§ **Exercise prompt**
Pick out every line of the items that contains the word "branch", matching case exactly.

_ _ _ _ _ _ _

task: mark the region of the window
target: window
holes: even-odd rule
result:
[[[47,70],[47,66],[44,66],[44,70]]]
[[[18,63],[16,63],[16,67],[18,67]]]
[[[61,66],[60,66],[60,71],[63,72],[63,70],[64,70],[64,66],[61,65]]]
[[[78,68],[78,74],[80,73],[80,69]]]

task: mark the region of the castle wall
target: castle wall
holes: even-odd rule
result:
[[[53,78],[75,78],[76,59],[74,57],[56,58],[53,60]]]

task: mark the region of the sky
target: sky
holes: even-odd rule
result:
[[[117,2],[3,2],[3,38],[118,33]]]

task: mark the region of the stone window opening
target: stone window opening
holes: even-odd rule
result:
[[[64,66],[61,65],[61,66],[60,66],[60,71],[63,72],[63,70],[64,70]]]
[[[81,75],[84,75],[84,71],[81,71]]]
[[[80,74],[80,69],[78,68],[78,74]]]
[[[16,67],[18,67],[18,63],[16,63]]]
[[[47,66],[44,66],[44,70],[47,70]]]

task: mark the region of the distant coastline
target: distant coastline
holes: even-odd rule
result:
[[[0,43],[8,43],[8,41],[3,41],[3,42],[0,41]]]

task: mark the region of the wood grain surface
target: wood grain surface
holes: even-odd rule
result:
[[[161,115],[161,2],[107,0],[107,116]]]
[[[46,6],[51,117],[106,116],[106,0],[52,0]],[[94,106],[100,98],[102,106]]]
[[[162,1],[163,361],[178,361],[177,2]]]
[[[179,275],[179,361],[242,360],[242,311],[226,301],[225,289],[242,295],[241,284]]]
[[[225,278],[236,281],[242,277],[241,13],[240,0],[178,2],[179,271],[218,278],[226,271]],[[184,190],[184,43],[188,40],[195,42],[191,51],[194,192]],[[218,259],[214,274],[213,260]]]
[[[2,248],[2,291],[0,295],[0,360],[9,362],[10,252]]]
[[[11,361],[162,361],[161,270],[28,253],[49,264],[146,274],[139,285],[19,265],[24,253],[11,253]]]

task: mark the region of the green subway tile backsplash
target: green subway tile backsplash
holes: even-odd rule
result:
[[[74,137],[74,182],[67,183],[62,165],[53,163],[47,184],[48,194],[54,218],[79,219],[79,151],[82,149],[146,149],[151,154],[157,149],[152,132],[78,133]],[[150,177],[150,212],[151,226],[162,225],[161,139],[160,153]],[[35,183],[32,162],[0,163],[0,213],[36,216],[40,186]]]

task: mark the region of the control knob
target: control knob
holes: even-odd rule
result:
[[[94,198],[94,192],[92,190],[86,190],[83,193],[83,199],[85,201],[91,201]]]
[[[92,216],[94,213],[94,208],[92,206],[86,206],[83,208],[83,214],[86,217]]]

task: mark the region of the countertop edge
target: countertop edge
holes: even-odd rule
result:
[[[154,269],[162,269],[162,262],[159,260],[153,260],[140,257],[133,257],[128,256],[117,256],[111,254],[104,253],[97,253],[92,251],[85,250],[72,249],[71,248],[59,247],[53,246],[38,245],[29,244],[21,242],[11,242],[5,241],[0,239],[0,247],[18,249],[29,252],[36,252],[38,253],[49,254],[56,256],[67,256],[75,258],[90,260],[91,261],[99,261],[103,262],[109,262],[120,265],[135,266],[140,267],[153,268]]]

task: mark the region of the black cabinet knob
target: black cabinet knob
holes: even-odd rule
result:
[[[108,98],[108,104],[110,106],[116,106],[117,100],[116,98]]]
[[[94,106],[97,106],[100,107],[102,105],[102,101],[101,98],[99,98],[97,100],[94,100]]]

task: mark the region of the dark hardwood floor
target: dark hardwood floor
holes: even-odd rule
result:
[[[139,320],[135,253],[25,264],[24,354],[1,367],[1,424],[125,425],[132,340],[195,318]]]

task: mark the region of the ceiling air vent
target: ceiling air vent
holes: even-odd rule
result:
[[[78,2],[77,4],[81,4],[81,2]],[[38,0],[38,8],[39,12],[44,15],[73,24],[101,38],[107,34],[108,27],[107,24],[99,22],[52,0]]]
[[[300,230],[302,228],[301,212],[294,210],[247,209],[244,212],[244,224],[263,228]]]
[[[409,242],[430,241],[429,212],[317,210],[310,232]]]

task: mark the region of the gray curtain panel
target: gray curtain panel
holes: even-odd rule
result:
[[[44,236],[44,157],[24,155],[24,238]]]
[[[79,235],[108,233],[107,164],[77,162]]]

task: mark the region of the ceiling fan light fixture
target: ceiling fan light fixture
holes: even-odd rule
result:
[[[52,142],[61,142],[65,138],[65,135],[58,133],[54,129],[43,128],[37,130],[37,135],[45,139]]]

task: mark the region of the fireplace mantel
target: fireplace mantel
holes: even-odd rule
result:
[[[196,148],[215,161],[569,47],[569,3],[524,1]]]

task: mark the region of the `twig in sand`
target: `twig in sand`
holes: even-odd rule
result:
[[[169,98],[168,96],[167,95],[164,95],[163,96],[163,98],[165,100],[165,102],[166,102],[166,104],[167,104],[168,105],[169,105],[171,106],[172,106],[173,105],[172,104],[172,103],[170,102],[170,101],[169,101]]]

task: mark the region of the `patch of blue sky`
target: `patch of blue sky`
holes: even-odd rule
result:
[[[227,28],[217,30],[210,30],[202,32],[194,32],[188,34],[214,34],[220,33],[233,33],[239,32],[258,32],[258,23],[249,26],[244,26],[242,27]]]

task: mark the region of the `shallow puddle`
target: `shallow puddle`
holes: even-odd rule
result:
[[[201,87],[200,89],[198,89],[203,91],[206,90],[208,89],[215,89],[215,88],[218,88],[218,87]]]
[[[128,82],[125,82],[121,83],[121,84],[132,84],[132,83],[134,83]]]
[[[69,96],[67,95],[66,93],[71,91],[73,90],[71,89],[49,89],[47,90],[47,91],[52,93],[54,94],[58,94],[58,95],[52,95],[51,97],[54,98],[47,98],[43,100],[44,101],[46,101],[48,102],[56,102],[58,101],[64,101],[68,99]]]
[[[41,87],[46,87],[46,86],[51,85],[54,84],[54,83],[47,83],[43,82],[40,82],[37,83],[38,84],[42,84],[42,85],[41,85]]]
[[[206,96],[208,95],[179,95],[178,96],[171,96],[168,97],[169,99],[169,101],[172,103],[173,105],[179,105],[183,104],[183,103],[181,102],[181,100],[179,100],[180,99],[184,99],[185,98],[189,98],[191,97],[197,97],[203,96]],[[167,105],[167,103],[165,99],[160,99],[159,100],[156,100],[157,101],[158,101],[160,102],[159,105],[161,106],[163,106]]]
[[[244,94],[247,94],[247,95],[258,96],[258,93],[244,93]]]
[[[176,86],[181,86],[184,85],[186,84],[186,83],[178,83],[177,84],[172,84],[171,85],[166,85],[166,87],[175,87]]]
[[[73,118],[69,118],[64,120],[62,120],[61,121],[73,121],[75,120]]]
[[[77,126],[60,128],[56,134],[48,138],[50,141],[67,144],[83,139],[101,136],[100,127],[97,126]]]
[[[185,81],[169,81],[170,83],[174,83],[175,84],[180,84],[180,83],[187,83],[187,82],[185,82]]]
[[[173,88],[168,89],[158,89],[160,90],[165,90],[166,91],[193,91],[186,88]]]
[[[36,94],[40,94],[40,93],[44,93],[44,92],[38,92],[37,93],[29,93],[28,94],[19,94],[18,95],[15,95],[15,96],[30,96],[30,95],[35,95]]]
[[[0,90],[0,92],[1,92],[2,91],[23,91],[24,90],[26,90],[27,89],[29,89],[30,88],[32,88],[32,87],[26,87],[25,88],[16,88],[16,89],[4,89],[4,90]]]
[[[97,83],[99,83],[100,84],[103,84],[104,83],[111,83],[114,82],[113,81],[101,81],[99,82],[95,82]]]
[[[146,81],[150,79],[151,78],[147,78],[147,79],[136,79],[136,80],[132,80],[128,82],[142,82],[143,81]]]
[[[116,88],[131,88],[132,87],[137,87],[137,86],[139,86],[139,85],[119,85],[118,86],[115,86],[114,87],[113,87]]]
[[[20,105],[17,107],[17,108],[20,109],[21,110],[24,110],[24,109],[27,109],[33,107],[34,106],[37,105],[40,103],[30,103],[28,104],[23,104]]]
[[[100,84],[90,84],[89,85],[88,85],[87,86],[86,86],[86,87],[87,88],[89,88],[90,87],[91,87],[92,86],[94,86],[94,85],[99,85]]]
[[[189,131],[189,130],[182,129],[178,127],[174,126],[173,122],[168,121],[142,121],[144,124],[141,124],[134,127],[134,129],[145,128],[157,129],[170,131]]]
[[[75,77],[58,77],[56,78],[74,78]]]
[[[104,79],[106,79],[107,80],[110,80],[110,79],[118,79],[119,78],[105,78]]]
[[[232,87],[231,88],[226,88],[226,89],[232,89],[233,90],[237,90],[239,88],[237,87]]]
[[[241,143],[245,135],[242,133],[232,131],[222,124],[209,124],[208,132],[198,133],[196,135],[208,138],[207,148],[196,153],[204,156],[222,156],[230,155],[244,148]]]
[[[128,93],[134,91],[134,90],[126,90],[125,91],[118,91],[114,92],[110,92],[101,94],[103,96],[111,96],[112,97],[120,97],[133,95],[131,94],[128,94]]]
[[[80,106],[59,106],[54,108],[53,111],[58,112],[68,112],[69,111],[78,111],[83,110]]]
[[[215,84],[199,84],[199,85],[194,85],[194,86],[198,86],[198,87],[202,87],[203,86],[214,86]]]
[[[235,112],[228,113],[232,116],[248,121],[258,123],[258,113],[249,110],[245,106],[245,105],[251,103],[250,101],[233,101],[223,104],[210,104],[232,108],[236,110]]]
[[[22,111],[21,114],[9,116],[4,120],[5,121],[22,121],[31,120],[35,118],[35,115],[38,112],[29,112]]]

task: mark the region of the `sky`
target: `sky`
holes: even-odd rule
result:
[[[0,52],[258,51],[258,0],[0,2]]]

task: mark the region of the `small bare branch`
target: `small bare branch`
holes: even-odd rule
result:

_ _ _ _ _ _ _

§ **Task answer**
task: mark the region of the `small bare branch`
target: `small bare branch`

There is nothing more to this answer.